Directive 1 =
Summarize the travel blog entries about Japan in two sentences.
Directive 2 =
Carry on the travel blog about Japan from the point where it ends.

═════ Selected text

We also came across a 1200 year old tree yesterday in the grounds of a Buddhist temple ... mind boggling really.

Monday, 30 September 2013

loving ordinary

Alongside mandatory tourist sites, we love just doing ordinary stuff while travelling. We've noted before that for us, the 3 day mark (in one place) is an important threshold. It seems that you get past the 'must do' visits, get oriented re public transport and can make time just to hang about.

Yesterday we took a train out of town to a lake. I had a swim, Maria took some photos, and we loved watching numerous groups of locals go about the beach BBQ, Japanese style. Lot's to love about the experience. We spent a couple of hours loitering in a nearby park where Maria ended up sharing a waterside rock with a little girl as they watched a duck paddle around.

...and more often than not we turn the other direction to the tourists when looking for something to eat. Not only does it save stacks of dollars, the food experience is almost always more interesting. (we ate way too much this night!)

Sunday, 29 September 2013

misc snaps and comments: Kyoto

A quiet moment overlooking Kyoto

We've love eating iza kaya, small local eating houses where close proximity and banter with the chef makes for a great dining experience.

At 300+ km/h and with trains every 20 minutes or so across the network, the shinkansen remains an extraordinary transport experience.

══════════
═════ Records

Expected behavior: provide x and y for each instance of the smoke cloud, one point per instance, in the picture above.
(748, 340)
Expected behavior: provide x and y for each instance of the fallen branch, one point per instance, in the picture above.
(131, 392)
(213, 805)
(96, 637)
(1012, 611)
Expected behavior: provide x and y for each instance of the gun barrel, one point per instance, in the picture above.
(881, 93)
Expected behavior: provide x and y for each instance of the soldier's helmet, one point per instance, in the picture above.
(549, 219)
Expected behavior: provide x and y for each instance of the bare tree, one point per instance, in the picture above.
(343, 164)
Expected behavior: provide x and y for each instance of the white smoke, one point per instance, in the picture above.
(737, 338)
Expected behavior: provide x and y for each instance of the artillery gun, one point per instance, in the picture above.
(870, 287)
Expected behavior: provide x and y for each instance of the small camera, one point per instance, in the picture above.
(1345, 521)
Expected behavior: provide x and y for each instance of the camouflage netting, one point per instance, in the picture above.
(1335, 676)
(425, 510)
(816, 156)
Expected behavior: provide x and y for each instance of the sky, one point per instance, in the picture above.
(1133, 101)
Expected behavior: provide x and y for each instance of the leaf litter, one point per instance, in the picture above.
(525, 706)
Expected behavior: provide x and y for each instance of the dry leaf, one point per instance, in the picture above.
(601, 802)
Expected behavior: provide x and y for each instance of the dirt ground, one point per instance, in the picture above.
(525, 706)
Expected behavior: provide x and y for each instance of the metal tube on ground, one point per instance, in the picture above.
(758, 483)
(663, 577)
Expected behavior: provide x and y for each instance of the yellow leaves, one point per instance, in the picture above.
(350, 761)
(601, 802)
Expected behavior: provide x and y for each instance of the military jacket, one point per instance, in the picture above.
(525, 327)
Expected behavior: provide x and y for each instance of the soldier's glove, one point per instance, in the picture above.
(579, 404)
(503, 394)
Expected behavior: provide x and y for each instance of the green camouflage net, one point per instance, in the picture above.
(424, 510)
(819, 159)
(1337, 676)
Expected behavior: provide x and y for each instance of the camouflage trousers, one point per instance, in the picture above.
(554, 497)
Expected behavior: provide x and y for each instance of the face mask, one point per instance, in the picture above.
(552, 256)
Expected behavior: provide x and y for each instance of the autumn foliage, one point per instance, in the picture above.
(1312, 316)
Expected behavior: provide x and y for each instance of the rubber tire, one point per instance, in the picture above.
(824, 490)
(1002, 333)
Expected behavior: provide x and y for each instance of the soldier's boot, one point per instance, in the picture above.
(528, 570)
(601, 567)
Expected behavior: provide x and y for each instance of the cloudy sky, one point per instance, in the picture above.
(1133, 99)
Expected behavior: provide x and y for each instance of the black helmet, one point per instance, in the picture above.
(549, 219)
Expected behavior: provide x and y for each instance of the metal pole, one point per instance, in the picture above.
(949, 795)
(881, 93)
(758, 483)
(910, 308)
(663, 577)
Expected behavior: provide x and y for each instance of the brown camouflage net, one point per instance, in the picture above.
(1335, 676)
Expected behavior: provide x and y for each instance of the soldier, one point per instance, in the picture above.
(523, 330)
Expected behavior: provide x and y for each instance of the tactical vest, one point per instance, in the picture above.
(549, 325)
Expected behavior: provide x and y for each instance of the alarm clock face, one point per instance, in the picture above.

══════════

Result 1 =
While traveling in Japan, the writers value ordinary experiences once they pass the three-day mark in one place, such as a train trip to a lake where they swam, took photos, and watched local groups hold beach barbecues, and they usually eat away from tourist areas because it saves money and is more interesting. In Kyoto they enjoyed the close proximity and banter with the chef at small izakaya eating houses, and they found the shinkansen, running at over 300 km/h with frequent trains, an extraordinary transport experience.

Result 2 =
If you look closely you can see a little dog hanging out the window over a busy street in Gion, Kyoto.

No trip to Kyoto would be complete without a visit to the Kinkaku Ji (Golden Pavillion).

As any traveller will tell you, interesting English abounds in Japan. Yesterday I saw a new style of jeans advertised as 'bottoms of happiness', and this sign at a restroom entrance left me wondering what the alternative might be; unfinely?

Side by side

Japan feels like a place of contrasts, where what seems incongruent appears to sit together comfortably.

You can stand in the middle of a huge metropolis and yet there is a lot of 'small' - spaces, houses/apartments, cars.

There are people everywhere, busy about their business, crowds converging on tourist attractions, masses pouring out of train stations and there are times when the streets are eerily quiet and devoid of human habitation.

You can be in the middle of a shopping strip with chic boutique stores and follow a little side path that promises some green and find yourself at a temple.

You can join locals sitting along a bench eating ramen noodles and gyoza while watching the skillful chef cook your meal and right next door is a fast food outlet and down the road is a cafe catering to the new coffee culture.

You can see a woman wearing a kimono and a few minutes later one wearing a mini skirt and impossibly high heeled shoes.

You can see and feel a conservatism in the culture and an undercurrent of youthful rebellion.

It is modern and western and yet still very Japanese.

Big and small, crowds and alone, commerce and religion, tradition and embracing the new, I have only begun to scratch the surface and Japan is so surprising and confusing. Perhaps it is an illusion but the incongruent appear to find a harmonious co-existence that is bizarre at times.


Maria has been taking some more great shots, now around Kyoto. The last two days' posts #270 & #271 of 365, have been series on temples and gardens.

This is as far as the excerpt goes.